====== Records for processing ======

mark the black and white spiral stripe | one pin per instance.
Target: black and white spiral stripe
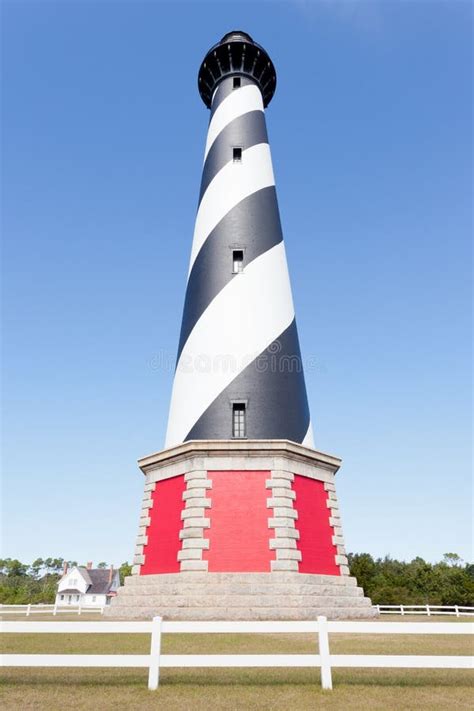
(238, 336)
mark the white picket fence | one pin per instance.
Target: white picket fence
(41, 609)
(454, 610)
(321, 629)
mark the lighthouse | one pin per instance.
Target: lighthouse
(239, 518)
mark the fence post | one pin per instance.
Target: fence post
(323, 641)
(155, 649)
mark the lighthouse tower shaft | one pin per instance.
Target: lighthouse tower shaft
(239, 369)
(240, 518)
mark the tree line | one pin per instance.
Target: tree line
(393, 582)
(24, 583)
(386, 581)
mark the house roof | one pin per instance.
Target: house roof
(96, 579)
(99, 578)
(69, 591)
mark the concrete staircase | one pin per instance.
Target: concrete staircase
(240, 596)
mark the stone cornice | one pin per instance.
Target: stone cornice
(237, 447)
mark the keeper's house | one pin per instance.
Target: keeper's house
(88, 587)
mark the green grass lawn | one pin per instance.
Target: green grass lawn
(266, 689)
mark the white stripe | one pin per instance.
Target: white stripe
(250, 312)
(309, 439)
(239, 102)
(233, 183)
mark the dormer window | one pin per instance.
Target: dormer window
(238, 420)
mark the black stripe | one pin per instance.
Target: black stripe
(244, 131)
(225, 88)
(254, 225)
(274, 388)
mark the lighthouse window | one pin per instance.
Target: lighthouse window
(237, 261)
(238, 420)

======

# [The problem]
Repeat exactly the lines starting at the line with "mark the tree line | one pin per instance." and ending with the final line of the entries. Include nothing else.

# [Task response]
mark the tree line | one pin per instance.
Target: tree line
(393, 582)
(24, 583)
(386, 581)
mark the house roof | one pin per instance.
Target: house roof
(96, 579)
(99, 578)
(69, 591)
mark the concrete staircase | one pin per instance.
Target: concrete staircase
(240, 596)
mark the stone cornice | one pin per instance.
Target: stone cornice
(237, 447)
mark the keeper's house | one pin per instance.
Target: keeper's house
(88, 587)
mark the green grass lawn | one pin per instance.
Target: green grass lawn
(266, 689)
mark the white stripe | one pin per instance.
Target: white stripe
(250, 312)
(309, 439)
(239, 102)
(233, 183)
mark the dormer window | one pin per instance.
Target: dormer window
(238, 420)
mark the black stripe | one pin per instance.
Target: black stripe
(244, 131)
(225, 88)
(254, 225)
(274, 388)
mark the lighthouse window | one pin per instance.
Target: lighthouse window
(237, 261)
(238, 420)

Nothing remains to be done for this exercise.